**Exercise prompt**
Keep every line in which "white" occurs and drop the rest of the data.

**Dataset records**
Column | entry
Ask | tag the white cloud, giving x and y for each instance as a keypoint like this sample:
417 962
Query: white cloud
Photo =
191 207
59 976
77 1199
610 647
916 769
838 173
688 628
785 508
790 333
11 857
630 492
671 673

**Problem solution**
Ask | tag the white cloud, giving x and y for each instance as a keypoint like this sample:
Query: white cloud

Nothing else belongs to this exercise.